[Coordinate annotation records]
==========

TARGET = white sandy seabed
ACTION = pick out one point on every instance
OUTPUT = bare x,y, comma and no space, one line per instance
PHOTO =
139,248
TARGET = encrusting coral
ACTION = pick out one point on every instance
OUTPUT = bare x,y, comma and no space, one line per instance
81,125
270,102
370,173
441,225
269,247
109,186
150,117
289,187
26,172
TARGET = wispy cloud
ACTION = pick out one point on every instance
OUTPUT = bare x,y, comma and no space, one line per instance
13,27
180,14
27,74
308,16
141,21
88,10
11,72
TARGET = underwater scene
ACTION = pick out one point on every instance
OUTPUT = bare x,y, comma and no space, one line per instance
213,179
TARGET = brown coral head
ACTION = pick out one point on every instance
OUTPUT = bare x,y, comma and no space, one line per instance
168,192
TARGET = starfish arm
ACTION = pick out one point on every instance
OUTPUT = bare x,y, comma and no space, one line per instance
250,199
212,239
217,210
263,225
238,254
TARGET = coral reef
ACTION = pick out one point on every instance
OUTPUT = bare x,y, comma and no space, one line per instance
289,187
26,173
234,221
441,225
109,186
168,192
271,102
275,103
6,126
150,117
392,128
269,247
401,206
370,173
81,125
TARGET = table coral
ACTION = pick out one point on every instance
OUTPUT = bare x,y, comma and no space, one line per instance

==========

▸ What you are asked to do
Render the lines above as a numbered list, omitting any blank lines.

▸ Task result
1. TARGET = white sandy seabed
2. ACTION = pick out one point on every instance
3. OUTPUT = bare x,y, comma and no space, one line per instance
4. PHOTO =
5. 139,248
6. TARGET = encrusting coral
7. ACTION = pick out one point on every instance
8. OUTPUT = bare x,y, comma and no space, one line per instance
9. 81,125
10. 270,102
11. 370,173
12. 441,225
13. 269,247
14. 109,186
15. 150,117
16. 289,187
17. 26,172
18. TARGET = wispy cloud
19. ACTION = pick out one point on every instance
20. OUTPUT = bare x,y, comma and no space, one line per instance
21. 13,27
22. 180,14
23. 27,74
24. 308,16
25. 141,21
26. 88,10
27. 11,72
28. TARGET = underwater scene
29. ACTION = pick out one point on every instance
30. OUTPUT = bare x,y, comma and no space, one line per instance
31. 213,179
32. TARGET = brown coral head
33. ACTION = pick out one point on every instance
34. OUTPUT = bare x,y, comma and no space, one line per instance
35. 168,192
36. TARGET = starfish arm
37. ACTION = pick out one point on every instance
38. OUTPUT = bare x,y, comma and no space, one line per instance
39. 250,199
40. 212,239
41. 217,210
42. 263,225
43. 238,254
44. TARGET = coral reef
45. ACTION = pick out one point on every instance
46. OUTPUT = bare x,y, comma and no space, one line per instance
47. 289,187
48. 26,173
49. 234,221
50. 441,225
51. 109,186
52. 168,192
53. 271,102
54. 275,103
55. 6,126
56. 150,117
57. 392,128
58. 269,247
59. 401,206
60. 370,173
61. 81,125
62. TARGET = table coral
63. ACTION = pick out one point on every instance
64. OUTPUT = bare x,y, comma and no space, one line per instance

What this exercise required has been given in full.